> [Text]:

——

The pattern across all stages is the same: every party adds 2-5 days to whatever they are responsible for. Buyer wants to close in 30 days, seller takes 5 days to send tax returns, landlord takes 3 weeks for lease assignment, lender's underwriter is out for a week. None of these delays is unreasonable individually. Stacked together, they turn a 30-day close into a 75-day close.


How to Speed Up the Timeline

You can compress the SBA timeline by 20-40% with disciplined preparation. Here is what actually works.

Before you sign the LOI:

  1. Pre-qualify with 2-3 PLP lenders. Get soft term sheets in hand before you commit to an LOI. This means the lender has already reviewed your personal financials, your industry experience, and your basic deal thesis. When you sign the LOI, you can move directly to formal application instead of starting from scratch with a new lender.

  2. Build your buyer document package in advance. Personal financial statement (SBA Form 413), last 3 years of personal tax returns, last 3 years of W-2s or 1099s, resume showing relevant management experience, business plan / acquisition memo, source of equity injection documentation, business entity formation documents (LLC operating agreement, EIN letter), background check authorization. If you wait until after LOI signing to pull these together, you have already lost a week.

  3. Coordinate with the seller on document timelines. Build into the LOI explicit deadlines: "Seller will provide last 3 years of business tax returns within 3 business days of LOI execution. Seller will provide trailing twelve months of detailed P&L within 5 business days." Get these into writing.

During underwriting:

  1. Respond to lender requests within 24 hours. Set a personal rule: every lender email gets a substantive response within 24 hours, even if the response is "I'm working on it, will have full answer by Friday." Lenders prioritize files where they get fast responses.

  2. Get the Quality of Earnings done in parallel. If the lender will likely require a QoE report, hire the firm before the lender asks. A QoE typically takes 2-3 weeks. If you start it on Day 1 of underwriting instead of Day 14, you save those 2-3 weeks of waiting.

——

> [Dataset section]:
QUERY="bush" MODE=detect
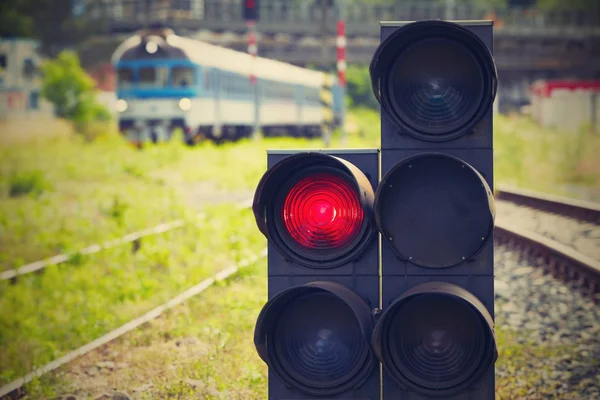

——

> [List of tasks]:
• A. Please copy the SBA timeline text word for word from "2. Build your" to "lost a week.".
• B. Carry on the SBA timeline text from its last sentence, keeping its style and layout.

> [Responses by item number]:
• A.
2. Build your buyer document package in advance. Personal financial statement (SBA Form 413), last 3 years of personal tax returns, last 3 years of W-2s or 1099s, resume showing relevant management experience, business plan / acquisition memo, source of equity injection documentation, business entity formation documents (LLC operating agreement, EIN letter), background check authorization. If you wait until after LOI signing to pull these together, you have already lost a week.

• B.
  3. Pre-arrange your insurance. Identify a commercial insurance broker before you start the loan process. They can quote workers comp, general liability, key person life insurance, and any required policies in parallel with underwriting.

During closing conditions:

  1. Engage the landlord on Day 1 of underwriting. Lease assignments are the single biggest closing delay in SBA acquisitions. Send the landlord the assignment request within 48 hours of signed LOI. Build the landlord conversation into your LOI timeline: "Landlord consent to lease assignment to be obtained within 30 days of LOI execution."

  2. Order title insurance and lien searches early. UCC searches, real estate title (if applicable), and lien clearance can all happen in parallel with underwriting. Do not wait for the closing condition stage.

A buyer with this level of operational discipline can close in 30 days with a PLP lender. A buyer who treats document requests as a part-time hobby will take 90 days even with the best lender.


When the SBA Itself Causes Delays

Sometimes the delay is not the lender or the buyer — it is the SBA. Two specific scenarios.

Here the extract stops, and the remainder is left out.